### Text passage
= Visual computing =

Computer science disciplines dealing with images and 3D models

Visual computing is a generic term for all computer science disciplines dealing with images and 3D models, such as computer graphics, image processing, visualization, computer vision, virtual and augmented reality, video processing, and computational visualistics. Visual computing also includes aspects of pattern recognition, human computer interaction, machine learning and digital libraries. The core challenges are the acquisition, processing, analysis and rendering of visual information (mainly images and video). Application areas include industrial quality control, medical image processing and visualization, surveying, robotics, multimedia systems, virtual heritage, special effects in movies and television, and ludology. Visual computing also includes digital art and digital media studies.

==History and overview==
Visual computing is a fairly new term, which got its current meaning around 2005, when the International Symposium on Visual Computing first convened. Areas of computer technology concerning images, such as image formats, filtering methods, color models, and image metrics, have in common many mathematical methods and algorithms. When computer scientists working in computer science disciplines that involve images, such as computer graphics, image processing, and computer vision, noticed that their methods and applications increasingly overlapped, they began using the term "visual computing" to describe these fields collectively. And also the programming methods on graphics hardware, the manipulation tricks to handle huge data, textbooks and conferences, the scientific communities of these disciplines and working groups at companies intermixed more and more.

### Referring expression data
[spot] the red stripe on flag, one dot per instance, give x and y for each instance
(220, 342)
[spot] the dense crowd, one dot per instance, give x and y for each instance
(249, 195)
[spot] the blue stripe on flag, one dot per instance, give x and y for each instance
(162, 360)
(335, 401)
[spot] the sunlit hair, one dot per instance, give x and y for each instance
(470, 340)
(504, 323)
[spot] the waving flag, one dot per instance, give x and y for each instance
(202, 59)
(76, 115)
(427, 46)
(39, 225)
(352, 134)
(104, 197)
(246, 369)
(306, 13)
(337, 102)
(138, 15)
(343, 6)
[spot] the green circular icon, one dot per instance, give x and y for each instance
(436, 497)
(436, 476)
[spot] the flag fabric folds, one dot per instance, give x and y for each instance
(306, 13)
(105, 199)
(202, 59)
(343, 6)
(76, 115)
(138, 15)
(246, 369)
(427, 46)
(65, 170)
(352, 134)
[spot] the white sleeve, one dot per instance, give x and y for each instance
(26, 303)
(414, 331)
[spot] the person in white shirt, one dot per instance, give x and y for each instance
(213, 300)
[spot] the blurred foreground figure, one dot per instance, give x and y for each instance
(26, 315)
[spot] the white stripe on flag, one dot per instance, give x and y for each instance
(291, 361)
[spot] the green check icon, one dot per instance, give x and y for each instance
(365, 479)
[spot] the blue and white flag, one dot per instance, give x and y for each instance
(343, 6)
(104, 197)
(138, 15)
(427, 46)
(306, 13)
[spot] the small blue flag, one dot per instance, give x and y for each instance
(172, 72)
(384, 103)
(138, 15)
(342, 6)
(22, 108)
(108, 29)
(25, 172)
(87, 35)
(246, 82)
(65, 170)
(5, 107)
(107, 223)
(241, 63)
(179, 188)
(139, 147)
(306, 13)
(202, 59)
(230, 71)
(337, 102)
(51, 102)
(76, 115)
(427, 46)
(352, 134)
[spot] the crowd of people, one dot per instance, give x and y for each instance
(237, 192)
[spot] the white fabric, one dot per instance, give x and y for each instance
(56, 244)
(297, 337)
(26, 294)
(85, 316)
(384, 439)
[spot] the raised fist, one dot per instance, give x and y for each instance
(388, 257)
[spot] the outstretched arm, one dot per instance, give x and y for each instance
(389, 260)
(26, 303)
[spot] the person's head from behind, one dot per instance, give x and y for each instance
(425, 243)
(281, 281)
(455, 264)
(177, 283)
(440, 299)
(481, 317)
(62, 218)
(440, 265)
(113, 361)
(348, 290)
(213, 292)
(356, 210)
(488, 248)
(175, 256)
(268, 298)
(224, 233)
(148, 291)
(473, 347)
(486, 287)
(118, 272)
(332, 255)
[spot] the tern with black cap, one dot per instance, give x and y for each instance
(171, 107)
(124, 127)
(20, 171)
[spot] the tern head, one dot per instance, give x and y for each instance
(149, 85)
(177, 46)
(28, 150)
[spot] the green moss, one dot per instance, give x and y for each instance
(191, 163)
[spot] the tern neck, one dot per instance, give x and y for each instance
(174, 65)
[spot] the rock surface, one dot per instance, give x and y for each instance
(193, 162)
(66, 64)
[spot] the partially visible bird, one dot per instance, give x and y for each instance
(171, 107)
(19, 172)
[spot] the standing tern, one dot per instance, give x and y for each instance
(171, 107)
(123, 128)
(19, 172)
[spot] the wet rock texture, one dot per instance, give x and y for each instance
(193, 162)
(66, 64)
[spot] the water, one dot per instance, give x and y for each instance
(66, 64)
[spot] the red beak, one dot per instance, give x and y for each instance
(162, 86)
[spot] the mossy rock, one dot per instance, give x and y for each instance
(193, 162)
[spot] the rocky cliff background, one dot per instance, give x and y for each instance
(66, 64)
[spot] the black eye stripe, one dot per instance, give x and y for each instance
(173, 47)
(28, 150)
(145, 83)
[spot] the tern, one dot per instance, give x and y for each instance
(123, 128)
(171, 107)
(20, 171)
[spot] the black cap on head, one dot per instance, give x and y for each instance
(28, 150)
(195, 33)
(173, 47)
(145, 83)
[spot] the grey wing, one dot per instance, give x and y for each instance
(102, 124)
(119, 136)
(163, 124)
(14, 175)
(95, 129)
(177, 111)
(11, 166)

### Tasks for this exercise
1) Answer these from the visual computing article:
(a) Around what year did the term "visual computing" take on its current meaning?
(b) What are the core challenges of visual computing?
(c) Which disciplines are named as examples of those whose methods and applications increasingly overlapped?
2) Write the next part of the visual computing article, picking up after its final sentence.

### Answers to the exercise
1)
(a) Around 2005, when the International Symposium on Visual Computing first convened.
(b) The acquisition, processing, analysis and rendering of visual information, mainly images and video.
(c) Computer graphics, image processing, and computer vision.

2)
Furthermore, applications increasingly needed techniques from more than one of these fields concurrently. To generate very detailed models of complex objects you need image recognition, 3D sensors and reconstruction algorithms, and to display these models believably you need realistic rendering techniques with complex lighting simulation. Real-time graphics is the basis for usable virtual and augmented reality software. A good segmentation of the organs is the basis for interactive manipulation of 3D visualizations of medical scans. Robot control needs the recognition of objects just as a model of its environment. And all devices (computers) need ergonomic graphical user interfaces.

Although many problems are considered solved within the scientific communities of the sub-disciplines making up visual computing (mostly under idealistic assumptions), one major challenge of visual computing as a whole is the integration of these partial solutions into applicable products. This includes dealing with many practical problems like addressing a multitude of hardware, the use of real data (that is often erroneous and/or gigantic in size), and the operation by untrained users. In this respect, Visual computing is more than just the sum of its sub-disciplines, it is the next step towards systems fit for real use in all areas using images or 3D objects on the computer.

== Visual computing disciplines ==
At least the following disciplines are sub-fields of visual computing. More detailed descriptions of each of these fields can be found on the linked special pages.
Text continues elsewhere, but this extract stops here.